## THE REQUEST
Copy out the records from the line containing "Query: bird's beak" up to and including the line containing "Query: green foliage", leaving the requests unchanged and shifting every box coordinate in the answers up by 86.

## DATASET RECORDS

● ● ● ●

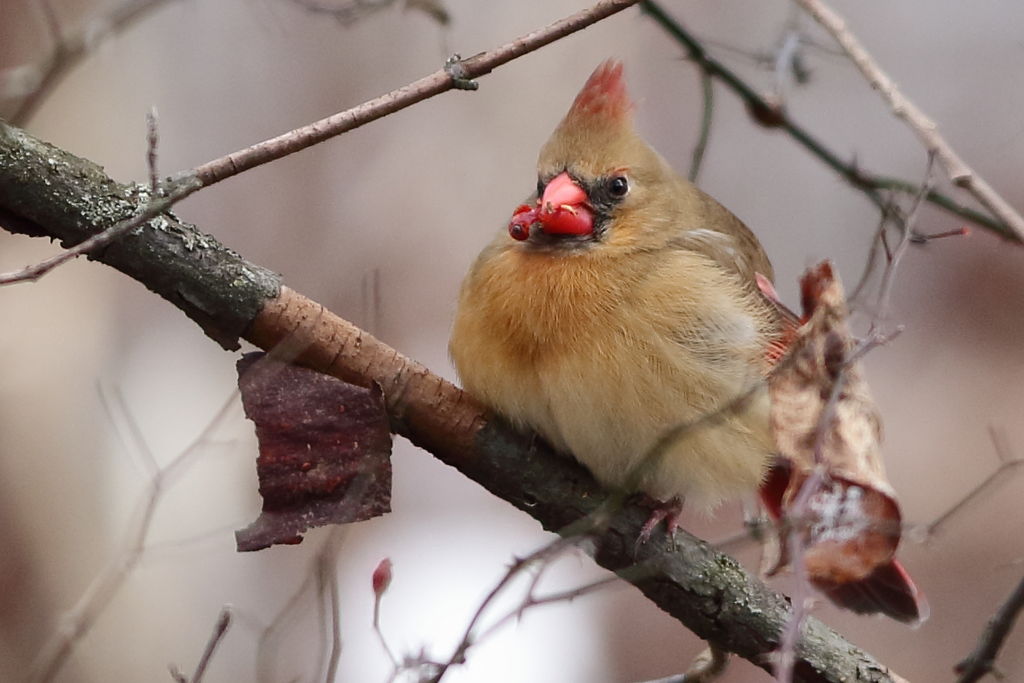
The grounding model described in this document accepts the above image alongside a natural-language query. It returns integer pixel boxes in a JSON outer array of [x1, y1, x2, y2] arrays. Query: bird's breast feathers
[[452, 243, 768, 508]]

● ● ● ●

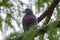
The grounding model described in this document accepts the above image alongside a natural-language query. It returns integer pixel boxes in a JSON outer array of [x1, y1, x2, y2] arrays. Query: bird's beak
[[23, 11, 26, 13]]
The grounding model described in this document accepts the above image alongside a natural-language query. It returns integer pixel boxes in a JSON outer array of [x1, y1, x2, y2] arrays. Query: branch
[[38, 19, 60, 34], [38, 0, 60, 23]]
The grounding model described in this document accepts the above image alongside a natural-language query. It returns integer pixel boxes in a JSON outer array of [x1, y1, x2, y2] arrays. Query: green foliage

● ● ● ●

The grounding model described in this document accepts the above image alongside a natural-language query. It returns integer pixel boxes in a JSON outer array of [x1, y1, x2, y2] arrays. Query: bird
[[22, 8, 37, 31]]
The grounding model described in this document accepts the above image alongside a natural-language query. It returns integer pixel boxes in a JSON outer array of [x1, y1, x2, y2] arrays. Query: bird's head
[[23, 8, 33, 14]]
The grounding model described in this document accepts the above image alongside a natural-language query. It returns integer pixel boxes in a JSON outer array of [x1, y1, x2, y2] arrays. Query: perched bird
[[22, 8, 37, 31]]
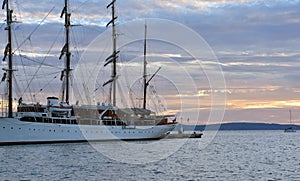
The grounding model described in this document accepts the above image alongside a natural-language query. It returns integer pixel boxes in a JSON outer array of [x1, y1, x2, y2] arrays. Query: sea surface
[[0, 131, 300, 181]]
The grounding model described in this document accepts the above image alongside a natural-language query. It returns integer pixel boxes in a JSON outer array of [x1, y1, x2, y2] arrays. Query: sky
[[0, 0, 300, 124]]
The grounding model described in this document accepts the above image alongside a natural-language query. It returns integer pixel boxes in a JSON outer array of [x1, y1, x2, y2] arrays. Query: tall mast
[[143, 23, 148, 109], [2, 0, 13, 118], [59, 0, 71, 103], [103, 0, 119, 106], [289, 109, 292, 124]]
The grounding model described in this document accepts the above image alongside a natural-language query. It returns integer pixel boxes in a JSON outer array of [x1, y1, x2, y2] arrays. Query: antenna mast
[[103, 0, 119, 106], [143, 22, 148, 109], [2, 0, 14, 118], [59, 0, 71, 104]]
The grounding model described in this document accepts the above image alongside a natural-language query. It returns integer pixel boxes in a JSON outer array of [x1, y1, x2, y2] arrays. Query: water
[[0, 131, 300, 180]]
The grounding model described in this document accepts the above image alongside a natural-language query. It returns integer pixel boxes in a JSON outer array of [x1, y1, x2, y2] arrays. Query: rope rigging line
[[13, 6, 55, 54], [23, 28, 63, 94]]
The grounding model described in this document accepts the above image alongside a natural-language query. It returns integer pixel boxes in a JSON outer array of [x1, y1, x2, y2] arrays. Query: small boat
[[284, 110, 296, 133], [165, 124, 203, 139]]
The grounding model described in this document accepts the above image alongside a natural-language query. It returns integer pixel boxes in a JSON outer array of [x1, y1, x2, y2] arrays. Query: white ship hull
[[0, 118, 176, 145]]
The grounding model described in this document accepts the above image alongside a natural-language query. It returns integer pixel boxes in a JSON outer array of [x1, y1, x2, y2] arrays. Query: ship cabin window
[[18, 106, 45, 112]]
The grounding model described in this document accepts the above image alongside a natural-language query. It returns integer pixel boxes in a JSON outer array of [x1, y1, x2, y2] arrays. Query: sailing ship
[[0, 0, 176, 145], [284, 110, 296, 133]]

● ● ● ●

## OUTPUT
The grounding model described in this document accepts the above image alongside a natural-language query. It returns integer pixel boxes in a JSON outer array of [x1, y1, x2, y2] arrays. Query: bird's beak
[[109, 97, 112, 99]]
The grounding model described in this document accepts the above image alongside a natural-language query. It returns integer pixel boxes in a JSON outer array of [x1, y1, x2, y2] arrays. Query: branch
[[124, 105, 146, 120], [124, 86, 146, 109]]
The grounding model described in this document accepts the above image alongside a natural-language query. It returns integer pixel boxes in a JSON outer array of [x1, y1, x2, y2] arrays. Query: green foliage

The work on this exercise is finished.